Work request 1 >> According to the golf essay, what kind of course was at Veterans Park?
Work request 2 >> Reproduce verbatim the part of the golf essay between "I played some golf" and "was just fun.", inclusive.
Work request 3 >> For each statement, say yes or no as to whether it agrees with the golf essay, and quote the words that decide it: (a) The writer lettered four years in football, basketball, and track in high school. (b) The writer took golf seriously in their early twenties. (c) Playing at Veterans Park required only two clubs.

:: Source text

Why I Need This Game
This is not your typical golf story. It is not about handicaps, putting styles, proper swing models, reading greens, balance, picking the right driver or set of irons. It is not about how 'clickish' some country clubs can be, or why others are so open and welcoming. This story is about what golf has done for me as a person. How it has made me realize my strengths and stare directly at my weaknesses. ~This is why I need this game:
When I was in high school, I was a pretty good athlete: lettering four years in football (co-captain my senior year), basketball, and track. Later, I played some college football. I was blessed with pretty good size, strength, and speed for my day and time. And, I received my share of accolades, especially in football. Enough accolades to convince myself I was a better athlete than I actually was.
I played some golf when I was in elementary and junior high school at the Veterans Park in Clarksburg, West Virginia across the river from my home - a Par 3 pitch and putt course which had sand greens. All you needed was a 5-iron and putter. I continued to play 'at' golf through my late teens and early twenties, never taking it seriously. It was more about drinking beer, acting stupid with the guys, and telling lies. It was just fun.

::::
:: Recorded information

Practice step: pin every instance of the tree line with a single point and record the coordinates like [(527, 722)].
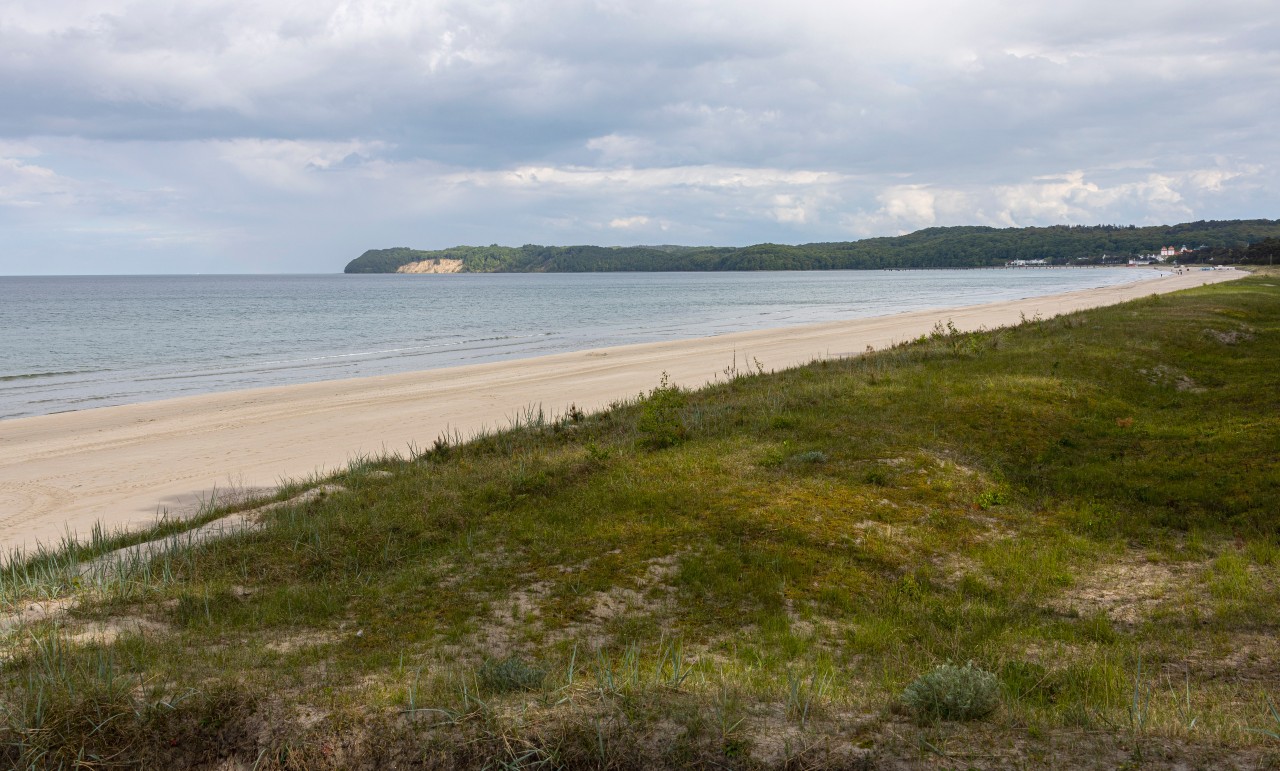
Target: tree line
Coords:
[(968, 246)]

::::

Task result 1 >> A Par 3 pitch and putt course with sand greens.

Task result 2 >>
I played some golf when I was in elementary and junior high school at the Veterans Park in Clarksburg, West Virginia across the river from my home - a Par 3 pitch and putt course which had sand greens. All you needed was a 5-iron and putter. I continued to play 'at' golf through my late teens and early twenties, never taking it seriously. It was more about drinking beer, acting stupid with the guys, and telling lies. It was just fun.

Task result 3 >>
(a) Yes: "lettering four years in football (co-captain my senior year), basketball, and track"
(b) No: "never taking it seriously"
(c) Yes: "All you needed was a 5-iron and putter."